### WHAT YOU NEED TO DO
Reproduce every one of the records below line for line, without changing a single character.
::::
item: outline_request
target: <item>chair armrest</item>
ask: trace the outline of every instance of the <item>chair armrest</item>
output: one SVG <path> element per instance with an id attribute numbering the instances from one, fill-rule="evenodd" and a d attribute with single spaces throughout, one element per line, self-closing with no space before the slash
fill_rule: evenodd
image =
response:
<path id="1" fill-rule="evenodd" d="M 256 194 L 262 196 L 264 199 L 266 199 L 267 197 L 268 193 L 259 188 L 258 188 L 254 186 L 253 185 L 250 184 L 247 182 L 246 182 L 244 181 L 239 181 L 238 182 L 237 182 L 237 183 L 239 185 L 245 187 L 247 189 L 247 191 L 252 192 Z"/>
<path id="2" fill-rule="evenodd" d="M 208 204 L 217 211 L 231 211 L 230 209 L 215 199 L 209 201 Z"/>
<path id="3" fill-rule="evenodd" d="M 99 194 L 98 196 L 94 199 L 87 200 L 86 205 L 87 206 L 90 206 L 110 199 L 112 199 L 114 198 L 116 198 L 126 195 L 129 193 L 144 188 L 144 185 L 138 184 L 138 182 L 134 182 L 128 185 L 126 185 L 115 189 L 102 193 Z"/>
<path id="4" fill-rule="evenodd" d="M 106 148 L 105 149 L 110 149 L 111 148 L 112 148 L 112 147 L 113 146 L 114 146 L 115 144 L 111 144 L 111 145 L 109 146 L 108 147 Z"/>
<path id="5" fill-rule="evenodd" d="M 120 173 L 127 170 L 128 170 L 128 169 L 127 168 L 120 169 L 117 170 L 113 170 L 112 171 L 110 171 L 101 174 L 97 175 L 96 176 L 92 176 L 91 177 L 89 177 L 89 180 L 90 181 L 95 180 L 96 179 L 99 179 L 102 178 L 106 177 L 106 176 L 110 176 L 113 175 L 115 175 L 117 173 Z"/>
::::
### RESULT
item: outline_request
target: <item>chair armrest</item>
ask: trace the outline of every instance of the <item>chair armrest</item>
output: one SVG <path> element per instance with an id attribute numbering the instances from one, fill-rule="evenodd" and a d attribute with single spaces throughout, one element per line, self-closing with no space before the slash
fill_rule: evenodd
image =
response:
<path id="1" fill-rule="evenodd" d="M 256 194 L 262 196 L 264 199 L 266 199 L 267 197 L 268 193 L 259 188 L 258 188 L 254 186 L 253 185 L 250 184 L 247 182 L 246 182 L 244 181 L 239 181 L 238 182 L 237 182 L 237 183 L 239 185 L 245 187 L 247 189 L 247 191 L 252 192 Z"/>
<path id="2" fill-rule="evenodd" d="M 208 204 L 217 211 L 231 211 L 230 209 L 215 199 L 209 201 Z"/>
<path id="3" fill-rule="evenodd" d="M 99 194 L 98 196 L 94 199 L 87 200 L 86 205 L 87 206 L 90 206 L 110 199 L 112 199 L 114 198 L 116 198 L 126 195 L 129 193 L 144 188 L 144 185 L 138 184 L 138 182 L 134 182 L 128 185 L 126 185 L 115 189 L 102 193 Z"/>
<path id="4" fill-rule="evenodd" d="M 106 148 L 105 149 L 110 149 L 111 148 L 112 148 L 112 147 L 113 146 L 114 146 L 115 144 L 111 144 L 111 145 L 109 146 L 108 147 Z"/>
<path id="5" fill-rule="evenodd" d="M 120 173 L 127 170 L 128 170 L 128 169 L 127 168 L 120 169 L 117 170 L 113 170 L 112 171 L 110 171 L 101 174 L 97 175 L 96 176 L 92 176 L 91 177 L 89 177 L 89 180 L 90 181 L 95 180 L 96 179 L 99 179 L 102 178 L 106 177 L 106 176 L 110 176 L 113 175 L 115 175 L 117 173 Z"/>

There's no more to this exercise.